2. Fair Value of Financial Instruments

The Company follows accounting guidance for fair value measurements and disclosures. To measure fair value, the Company refers to a hierarchy that requires it to maximize the use of observable inputs and minimize the use of unobservable inputs when measuring fair value. A financial instruments categorization within the hierarchy is based on the lowest level of input that is significant to the fair value measurement. The three levels of input that may be used to measure fair value are as follows:

Level 1: inputs are unadjusted quoted prices in active markets for identical assets or liabilities.

Level 2: inputs other than Level 1 that are observable, either directly or indirectly, such as quoted prices in active markets for similar assets and liabilities, quoted prices for identical or similar assets or liabilities in markets that are not active, or other inputs that are observable or can be corroborated by observable market data for substantially the full term of assets or liabilities.

Level 3: unobservable inputs that are supported by little or no market activity and that are significant to the fair value of the assets or liabilities.

See Note 4 for the hierarchy leveling table for cash and cash equivalents.

Cash equivalents are measured at fair value and investments are recognized at amortized cost in the Company’s financial statements. Accounts receivable and other investments are financial assets with carrying values that approximate fair value due to the short-term nature of these assets. Accounts payable is a financial liability with a carrying value that approximates fair value due to the short-term nature of these liabilities.

## PROVIDED RECORDS
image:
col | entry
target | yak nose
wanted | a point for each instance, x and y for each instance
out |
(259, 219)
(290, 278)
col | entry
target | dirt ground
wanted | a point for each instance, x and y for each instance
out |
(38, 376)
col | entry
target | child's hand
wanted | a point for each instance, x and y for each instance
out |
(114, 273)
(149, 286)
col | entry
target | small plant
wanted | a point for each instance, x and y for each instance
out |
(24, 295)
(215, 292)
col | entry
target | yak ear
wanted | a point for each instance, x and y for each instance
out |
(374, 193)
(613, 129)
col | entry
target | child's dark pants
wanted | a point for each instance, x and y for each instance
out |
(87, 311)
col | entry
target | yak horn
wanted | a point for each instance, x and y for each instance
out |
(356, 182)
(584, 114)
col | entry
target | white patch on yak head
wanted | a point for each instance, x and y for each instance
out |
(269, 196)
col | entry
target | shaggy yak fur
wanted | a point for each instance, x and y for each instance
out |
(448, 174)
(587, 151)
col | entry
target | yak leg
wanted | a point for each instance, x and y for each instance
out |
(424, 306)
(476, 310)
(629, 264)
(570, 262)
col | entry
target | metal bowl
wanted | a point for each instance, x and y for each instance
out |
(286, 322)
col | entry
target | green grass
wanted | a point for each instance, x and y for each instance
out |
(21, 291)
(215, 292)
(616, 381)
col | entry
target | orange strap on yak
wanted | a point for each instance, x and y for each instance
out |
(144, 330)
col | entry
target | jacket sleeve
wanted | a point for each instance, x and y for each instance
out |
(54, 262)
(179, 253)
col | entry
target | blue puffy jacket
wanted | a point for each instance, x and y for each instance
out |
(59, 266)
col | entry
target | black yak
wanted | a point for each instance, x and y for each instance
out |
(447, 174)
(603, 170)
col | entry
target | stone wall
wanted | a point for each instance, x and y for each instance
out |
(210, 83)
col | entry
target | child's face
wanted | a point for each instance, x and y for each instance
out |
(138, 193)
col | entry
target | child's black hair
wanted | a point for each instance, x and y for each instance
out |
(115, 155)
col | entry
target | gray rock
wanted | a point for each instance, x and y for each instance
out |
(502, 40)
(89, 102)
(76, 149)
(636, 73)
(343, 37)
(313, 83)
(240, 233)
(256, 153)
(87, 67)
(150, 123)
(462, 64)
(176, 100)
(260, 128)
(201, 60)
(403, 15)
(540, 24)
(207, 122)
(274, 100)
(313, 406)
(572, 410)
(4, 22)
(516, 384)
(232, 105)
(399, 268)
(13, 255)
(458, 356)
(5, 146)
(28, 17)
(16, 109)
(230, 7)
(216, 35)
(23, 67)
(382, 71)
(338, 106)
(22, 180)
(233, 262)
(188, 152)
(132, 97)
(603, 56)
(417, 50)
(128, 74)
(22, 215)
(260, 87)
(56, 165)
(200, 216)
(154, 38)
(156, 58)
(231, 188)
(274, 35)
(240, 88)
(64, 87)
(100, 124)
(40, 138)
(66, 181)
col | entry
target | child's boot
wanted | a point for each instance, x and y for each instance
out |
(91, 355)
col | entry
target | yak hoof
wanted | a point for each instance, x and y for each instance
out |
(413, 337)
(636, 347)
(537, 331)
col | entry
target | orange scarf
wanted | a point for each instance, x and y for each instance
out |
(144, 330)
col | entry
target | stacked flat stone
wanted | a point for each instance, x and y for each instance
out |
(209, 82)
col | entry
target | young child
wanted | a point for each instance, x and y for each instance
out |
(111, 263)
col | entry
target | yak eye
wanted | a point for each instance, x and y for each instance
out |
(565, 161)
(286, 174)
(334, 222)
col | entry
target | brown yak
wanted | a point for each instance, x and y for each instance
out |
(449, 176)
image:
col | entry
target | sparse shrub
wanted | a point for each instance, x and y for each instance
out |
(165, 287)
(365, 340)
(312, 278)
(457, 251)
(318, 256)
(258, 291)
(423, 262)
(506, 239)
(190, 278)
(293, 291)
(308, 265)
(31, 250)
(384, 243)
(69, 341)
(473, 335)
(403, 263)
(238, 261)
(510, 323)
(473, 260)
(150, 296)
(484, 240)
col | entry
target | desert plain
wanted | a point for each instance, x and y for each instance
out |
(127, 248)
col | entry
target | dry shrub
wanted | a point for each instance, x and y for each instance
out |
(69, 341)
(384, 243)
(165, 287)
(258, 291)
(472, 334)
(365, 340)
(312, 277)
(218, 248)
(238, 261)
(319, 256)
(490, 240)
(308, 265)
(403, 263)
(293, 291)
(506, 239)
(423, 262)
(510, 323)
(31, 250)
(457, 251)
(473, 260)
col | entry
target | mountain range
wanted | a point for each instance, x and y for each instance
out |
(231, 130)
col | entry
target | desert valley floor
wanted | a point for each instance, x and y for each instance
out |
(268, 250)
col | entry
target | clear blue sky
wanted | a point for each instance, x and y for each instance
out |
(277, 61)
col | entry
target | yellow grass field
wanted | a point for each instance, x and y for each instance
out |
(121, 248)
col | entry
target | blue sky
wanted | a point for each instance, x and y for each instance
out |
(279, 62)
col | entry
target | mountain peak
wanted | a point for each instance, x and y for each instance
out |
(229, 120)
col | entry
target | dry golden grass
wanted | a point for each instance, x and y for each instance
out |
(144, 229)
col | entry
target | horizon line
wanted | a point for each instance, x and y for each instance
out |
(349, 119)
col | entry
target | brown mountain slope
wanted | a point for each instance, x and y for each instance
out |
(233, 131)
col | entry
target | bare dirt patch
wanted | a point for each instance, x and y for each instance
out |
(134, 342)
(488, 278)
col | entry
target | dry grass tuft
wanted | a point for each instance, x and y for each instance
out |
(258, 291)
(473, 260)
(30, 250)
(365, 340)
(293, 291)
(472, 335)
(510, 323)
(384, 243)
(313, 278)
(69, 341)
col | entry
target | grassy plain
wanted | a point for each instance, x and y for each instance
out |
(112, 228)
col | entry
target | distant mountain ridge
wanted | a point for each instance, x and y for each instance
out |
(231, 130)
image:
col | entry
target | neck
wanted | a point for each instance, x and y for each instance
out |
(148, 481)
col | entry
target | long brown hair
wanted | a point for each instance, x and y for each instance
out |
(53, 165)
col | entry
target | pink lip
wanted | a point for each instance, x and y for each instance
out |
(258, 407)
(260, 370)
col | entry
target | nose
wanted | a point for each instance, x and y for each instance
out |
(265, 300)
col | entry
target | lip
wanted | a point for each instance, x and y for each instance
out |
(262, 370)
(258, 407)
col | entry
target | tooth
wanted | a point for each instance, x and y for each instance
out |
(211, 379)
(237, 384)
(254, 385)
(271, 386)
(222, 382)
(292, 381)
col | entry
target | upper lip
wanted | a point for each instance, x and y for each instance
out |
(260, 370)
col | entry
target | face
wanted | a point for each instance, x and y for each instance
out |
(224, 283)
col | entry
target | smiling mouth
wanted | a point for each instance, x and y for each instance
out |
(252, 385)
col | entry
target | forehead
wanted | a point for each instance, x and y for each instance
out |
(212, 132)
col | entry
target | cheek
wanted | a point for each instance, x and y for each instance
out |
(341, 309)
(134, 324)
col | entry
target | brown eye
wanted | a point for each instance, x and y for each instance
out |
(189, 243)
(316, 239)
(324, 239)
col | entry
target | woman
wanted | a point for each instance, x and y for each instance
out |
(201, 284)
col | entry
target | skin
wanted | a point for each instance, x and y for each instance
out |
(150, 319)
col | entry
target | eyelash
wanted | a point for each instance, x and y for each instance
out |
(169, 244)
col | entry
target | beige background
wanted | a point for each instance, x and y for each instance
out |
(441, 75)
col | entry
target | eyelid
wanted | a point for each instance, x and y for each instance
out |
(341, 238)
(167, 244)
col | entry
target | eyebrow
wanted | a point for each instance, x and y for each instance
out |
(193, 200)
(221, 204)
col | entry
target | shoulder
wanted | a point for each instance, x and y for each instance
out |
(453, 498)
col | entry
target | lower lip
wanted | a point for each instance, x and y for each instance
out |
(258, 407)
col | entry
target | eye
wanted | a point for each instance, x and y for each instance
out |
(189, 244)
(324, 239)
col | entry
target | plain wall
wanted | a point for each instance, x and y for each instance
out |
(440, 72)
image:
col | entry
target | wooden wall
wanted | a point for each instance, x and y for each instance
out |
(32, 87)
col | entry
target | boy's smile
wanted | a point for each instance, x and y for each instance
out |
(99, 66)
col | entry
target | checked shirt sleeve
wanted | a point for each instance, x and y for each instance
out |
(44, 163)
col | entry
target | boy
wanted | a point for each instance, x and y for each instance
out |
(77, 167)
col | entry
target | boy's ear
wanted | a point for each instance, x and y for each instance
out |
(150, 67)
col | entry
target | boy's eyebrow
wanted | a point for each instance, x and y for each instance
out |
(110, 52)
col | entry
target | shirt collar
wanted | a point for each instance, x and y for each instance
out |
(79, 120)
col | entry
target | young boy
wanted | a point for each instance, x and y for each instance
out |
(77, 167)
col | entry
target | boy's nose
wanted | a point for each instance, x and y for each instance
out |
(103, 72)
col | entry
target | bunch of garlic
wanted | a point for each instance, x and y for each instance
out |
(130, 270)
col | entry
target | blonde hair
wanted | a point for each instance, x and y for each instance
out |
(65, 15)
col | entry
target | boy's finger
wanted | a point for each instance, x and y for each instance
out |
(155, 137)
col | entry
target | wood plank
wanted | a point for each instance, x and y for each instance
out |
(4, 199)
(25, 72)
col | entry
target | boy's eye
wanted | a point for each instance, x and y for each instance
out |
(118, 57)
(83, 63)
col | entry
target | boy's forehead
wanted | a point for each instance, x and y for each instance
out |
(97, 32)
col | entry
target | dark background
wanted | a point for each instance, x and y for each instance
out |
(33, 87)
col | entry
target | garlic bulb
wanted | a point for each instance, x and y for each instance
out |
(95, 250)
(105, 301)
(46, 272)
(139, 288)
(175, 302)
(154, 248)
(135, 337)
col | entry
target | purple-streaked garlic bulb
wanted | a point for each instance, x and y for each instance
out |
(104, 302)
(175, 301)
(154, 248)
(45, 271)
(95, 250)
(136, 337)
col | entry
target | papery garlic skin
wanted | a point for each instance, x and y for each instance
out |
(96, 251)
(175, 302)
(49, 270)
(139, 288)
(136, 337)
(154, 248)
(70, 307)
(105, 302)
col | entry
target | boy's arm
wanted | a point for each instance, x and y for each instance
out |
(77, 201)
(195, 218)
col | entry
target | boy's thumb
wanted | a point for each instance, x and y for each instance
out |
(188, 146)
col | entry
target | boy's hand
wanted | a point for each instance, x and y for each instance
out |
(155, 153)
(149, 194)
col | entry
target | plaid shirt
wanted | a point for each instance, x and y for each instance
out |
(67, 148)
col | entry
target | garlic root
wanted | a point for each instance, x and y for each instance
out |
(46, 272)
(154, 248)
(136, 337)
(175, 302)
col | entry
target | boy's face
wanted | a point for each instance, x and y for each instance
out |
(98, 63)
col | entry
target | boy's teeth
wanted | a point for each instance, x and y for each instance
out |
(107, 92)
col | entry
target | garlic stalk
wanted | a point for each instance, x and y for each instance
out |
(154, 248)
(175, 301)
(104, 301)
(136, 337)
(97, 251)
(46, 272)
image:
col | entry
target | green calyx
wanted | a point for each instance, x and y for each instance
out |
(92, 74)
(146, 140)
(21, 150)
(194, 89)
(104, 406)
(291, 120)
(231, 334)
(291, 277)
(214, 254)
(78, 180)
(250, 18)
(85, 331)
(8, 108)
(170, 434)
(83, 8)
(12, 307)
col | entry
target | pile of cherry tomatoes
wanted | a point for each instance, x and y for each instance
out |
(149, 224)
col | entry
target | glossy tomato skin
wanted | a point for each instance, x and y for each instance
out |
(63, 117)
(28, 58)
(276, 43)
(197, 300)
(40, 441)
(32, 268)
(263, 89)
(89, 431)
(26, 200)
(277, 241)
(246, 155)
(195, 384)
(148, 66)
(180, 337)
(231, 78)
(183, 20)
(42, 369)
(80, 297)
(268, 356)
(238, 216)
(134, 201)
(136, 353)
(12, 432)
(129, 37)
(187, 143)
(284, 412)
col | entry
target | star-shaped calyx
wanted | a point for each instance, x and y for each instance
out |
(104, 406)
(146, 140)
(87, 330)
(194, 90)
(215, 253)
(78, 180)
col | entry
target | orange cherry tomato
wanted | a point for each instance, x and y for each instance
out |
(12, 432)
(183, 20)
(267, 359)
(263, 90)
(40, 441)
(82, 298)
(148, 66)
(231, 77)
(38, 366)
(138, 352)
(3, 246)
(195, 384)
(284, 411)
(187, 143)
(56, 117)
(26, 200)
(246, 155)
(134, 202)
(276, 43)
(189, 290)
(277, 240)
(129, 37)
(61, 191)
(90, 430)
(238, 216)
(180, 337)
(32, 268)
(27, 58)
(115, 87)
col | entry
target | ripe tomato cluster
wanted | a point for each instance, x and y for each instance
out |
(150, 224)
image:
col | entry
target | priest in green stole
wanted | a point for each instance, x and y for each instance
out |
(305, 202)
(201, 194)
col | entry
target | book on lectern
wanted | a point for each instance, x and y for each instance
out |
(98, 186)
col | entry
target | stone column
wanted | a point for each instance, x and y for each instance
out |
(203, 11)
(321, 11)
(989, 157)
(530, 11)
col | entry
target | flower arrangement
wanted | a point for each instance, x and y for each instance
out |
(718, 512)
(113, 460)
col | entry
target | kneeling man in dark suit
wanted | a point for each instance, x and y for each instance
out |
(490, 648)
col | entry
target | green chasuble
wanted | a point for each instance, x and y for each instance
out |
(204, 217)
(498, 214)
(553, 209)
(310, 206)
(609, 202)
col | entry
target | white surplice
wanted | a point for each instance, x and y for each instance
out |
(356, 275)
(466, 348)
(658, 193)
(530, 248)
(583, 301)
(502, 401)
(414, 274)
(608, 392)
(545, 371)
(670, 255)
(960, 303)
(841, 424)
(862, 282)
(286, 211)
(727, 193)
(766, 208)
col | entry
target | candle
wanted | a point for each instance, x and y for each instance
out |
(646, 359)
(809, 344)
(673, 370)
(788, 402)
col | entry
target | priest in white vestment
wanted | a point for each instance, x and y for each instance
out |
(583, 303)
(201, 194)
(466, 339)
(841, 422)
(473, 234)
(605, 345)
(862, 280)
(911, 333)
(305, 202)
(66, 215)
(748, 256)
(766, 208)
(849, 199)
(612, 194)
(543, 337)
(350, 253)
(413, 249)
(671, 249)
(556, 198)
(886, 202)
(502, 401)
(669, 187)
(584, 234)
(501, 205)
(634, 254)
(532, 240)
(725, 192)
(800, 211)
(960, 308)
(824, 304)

## EXERCISE TASKS
a - Answer these questions about the note on fair value of financial instruments:
(i) What are Level 1 inputs?
(ii) Which note holds the hierarchy leveling table for cash and cash equivalents?
(iii) According to the note, why does the carrying value of accounts payable approximate fair value?
b - List every line of the records that contains the string "jacket", treating uppercase and lowercase as distinct.

## RESPONSES BY TASK
a -
(i) Unadjusted quoted prices in active markets for identical assets or liabilities.
(ii) Note 4.
(iii) Because of the short-term nature of these liabilities.

b -
target | jacket sleeve
target | blue puffy jacket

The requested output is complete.